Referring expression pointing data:
-- Opening Marker --
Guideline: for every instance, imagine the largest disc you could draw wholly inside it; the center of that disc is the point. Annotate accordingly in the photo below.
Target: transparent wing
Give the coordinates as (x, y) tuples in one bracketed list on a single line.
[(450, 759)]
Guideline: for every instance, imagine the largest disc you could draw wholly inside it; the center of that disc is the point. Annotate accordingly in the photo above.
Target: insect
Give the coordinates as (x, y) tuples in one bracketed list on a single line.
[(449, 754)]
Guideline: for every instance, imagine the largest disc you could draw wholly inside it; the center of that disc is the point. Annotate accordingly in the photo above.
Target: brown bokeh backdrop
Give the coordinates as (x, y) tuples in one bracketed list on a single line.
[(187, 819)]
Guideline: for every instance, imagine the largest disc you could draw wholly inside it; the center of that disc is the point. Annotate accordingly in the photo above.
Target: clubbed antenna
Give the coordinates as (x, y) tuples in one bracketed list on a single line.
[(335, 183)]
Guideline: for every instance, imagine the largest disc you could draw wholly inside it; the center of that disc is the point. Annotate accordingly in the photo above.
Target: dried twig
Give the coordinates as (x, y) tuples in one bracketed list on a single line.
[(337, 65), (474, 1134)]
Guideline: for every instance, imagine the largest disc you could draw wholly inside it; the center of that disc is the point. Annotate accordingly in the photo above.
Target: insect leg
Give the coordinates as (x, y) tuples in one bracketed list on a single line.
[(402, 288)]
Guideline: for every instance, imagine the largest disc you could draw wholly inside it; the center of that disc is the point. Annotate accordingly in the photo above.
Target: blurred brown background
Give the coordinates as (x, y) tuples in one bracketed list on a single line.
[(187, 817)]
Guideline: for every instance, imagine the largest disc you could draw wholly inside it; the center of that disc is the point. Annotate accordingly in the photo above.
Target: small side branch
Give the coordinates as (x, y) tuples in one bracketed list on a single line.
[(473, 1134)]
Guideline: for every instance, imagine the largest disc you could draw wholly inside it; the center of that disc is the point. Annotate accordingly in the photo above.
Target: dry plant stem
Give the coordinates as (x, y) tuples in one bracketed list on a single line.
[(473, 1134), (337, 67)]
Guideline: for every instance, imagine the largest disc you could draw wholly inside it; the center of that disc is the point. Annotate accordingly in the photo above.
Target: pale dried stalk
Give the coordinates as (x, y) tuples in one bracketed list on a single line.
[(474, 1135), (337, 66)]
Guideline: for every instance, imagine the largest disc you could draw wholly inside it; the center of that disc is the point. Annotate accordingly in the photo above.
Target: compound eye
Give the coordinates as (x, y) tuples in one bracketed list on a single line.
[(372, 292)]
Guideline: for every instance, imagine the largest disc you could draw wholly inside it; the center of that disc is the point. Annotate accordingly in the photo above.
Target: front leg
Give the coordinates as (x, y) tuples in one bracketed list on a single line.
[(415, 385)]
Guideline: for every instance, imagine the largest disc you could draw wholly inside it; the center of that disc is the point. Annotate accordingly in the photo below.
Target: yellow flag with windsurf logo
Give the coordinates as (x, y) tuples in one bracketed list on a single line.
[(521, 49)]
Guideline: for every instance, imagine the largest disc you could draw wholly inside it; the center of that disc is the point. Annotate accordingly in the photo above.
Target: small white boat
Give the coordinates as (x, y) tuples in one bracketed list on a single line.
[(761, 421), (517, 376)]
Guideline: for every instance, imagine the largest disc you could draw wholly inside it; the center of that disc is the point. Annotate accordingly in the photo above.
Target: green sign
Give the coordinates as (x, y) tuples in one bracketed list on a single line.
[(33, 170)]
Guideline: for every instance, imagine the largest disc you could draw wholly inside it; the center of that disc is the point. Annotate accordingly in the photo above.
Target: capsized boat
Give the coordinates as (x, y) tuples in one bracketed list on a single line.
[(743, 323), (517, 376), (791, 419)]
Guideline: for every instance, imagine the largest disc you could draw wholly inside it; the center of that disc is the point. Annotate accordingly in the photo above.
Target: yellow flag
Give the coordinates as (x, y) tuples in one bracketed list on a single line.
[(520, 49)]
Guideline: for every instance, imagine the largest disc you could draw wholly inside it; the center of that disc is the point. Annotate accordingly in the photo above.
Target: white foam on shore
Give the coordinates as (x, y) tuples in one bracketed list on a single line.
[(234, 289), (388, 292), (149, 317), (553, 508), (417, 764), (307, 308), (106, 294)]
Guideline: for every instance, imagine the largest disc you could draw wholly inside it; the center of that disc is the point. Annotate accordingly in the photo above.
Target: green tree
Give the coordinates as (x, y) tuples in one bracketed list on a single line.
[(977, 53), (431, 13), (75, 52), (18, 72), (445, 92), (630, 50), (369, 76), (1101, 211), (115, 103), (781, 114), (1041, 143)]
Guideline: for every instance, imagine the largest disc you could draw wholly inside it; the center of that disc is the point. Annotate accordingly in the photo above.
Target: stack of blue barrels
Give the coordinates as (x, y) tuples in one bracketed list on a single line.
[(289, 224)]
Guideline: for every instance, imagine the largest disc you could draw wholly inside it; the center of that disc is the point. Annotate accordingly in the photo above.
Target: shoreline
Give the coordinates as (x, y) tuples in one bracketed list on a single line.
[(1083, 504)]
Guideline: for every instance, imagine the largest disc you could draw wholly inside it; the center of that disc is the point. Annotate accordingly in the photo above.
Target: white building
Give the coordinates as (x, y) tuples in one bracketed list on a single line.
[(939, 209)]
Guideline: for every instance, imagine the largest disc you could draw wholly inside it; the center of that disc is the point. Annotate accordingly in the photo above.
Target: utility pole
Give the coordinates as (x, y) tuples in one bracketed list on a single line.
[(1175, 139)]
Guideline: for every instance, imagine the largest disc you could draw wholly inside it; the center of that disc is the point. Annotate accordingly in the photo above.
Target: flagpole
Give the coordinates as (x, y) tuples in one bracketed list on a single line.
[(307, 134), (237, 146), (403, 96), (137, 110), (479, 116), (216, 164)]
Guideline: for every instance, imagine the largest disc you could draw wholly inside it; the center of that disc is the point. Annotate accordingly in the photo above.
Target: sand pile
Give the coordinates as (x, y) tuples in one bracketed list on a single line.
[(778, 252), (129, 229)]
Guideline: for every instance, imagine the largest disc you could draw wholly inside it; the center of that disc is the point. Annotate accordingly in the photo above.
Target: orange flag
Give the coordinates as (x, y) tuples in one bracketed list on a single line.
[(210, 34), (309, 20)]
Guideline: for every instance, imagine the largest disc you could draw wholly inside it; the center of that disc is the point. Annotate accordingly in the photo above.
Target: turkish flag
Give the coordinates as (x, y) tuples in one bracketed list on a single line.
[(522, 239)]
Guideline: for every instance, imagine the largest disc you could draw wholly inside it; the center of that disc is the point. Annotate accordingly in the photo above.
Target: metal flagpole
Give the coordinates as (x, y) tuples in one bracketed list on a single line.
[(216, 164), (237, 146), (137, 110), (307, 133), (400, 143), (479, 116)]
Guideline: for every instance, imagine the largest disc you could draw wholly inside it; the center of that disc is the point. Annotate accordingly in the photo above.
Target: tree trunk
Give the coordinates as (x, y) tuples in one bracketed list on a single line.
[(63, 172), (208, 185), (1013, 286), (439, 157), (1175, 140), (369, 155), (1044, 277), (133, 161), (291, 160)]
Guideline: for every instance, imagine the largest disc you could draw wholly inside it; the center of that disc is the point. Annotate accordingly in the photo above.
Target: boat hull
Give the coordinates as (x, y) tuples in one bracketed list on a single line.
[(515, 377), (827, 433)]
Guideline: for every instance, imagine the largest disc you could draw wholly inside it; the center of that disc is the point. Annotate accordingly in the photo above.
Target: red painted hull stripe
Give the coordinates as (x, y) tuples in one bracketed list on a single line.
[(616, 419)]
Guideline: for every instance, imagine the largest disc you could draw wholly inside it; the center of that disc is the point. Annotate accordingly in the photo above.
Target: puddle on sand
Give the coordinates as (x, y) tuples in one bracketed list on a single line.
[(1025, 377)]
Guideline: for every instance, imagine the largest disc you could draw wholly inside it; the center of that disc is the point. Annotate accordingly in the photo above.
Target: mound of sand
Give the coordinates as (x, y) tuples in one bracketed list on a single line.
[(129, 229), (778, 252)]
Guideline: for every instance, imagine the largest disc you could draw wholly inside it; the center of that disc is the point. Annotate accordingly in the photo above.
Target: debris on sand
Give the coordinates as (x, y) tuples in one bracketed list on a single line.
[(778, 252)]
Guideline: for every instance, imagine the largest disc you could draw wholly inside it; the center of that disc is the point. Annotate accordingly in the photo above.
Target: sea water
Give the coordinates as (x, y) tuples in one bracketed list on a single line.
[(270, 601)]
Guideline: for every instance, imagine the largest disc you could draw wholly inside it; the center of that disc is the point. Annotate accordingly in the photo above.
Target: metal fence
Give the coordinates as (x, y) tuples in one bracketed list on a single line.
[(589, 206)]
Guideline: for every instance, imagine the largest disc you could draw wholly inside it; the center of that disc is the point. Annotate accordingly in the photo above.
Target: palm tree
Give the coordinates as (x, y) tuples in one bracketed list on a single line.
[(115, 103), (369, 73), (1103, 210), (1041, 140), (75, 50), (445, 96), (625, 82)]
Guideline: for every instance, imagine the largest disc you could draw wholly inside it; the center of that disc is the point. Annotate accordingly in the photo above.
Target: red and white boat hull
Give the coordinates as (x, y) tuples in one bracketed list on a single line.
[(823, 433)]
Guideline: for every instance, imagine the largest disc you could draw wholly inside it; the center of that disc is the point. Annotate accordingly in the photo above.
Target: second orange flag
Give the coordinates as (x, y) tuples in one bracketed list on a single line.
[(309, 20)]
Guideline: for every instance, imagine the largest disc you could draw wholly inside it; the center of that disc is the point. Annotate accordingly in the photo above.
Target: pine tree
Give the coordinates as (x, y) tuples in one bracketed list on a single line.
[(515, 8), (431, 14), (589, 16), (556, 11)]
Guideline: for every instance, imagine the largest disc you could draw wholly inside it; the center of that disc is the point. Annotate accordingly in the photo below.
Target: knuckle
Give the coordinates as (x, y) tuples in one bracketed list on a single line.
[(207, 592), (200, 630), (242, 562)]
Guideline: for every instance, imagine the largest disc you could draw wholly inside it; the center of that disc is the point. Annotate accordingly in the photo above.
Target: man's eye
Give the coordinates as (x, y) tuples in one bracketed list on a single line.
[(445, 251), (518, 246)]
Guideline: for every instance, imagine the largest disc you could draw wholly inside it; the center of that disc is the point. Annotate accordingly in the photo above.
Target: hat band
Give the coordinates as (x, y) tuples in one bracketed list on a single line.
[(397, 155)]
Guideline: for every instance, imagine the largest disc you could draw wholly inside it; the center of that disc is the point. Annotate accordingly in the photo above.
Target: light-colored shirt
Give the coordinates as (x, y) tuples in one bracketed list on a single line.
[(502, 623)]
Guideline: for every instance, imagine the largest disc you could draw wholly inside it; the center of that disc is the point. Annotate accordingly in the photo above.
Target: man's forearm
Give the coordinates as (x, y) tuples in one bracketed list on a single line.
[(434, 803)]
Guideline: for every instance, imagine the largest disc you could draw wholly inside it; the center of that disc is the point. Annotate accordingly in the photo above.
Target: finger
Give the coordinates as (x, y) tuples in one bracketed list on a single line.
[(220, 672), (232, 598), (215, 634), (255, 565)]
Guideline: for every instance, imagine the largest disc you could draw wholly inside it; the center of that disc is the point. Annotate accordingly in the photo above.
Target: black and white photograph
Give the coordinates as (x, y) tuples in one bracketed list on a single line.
-- Closing Marker --
For every line above that includes the string "tree", copy the line.

> **Exercise result**
Target: green tree
Target: tree trunk
Target: palm tree
Target: pine tree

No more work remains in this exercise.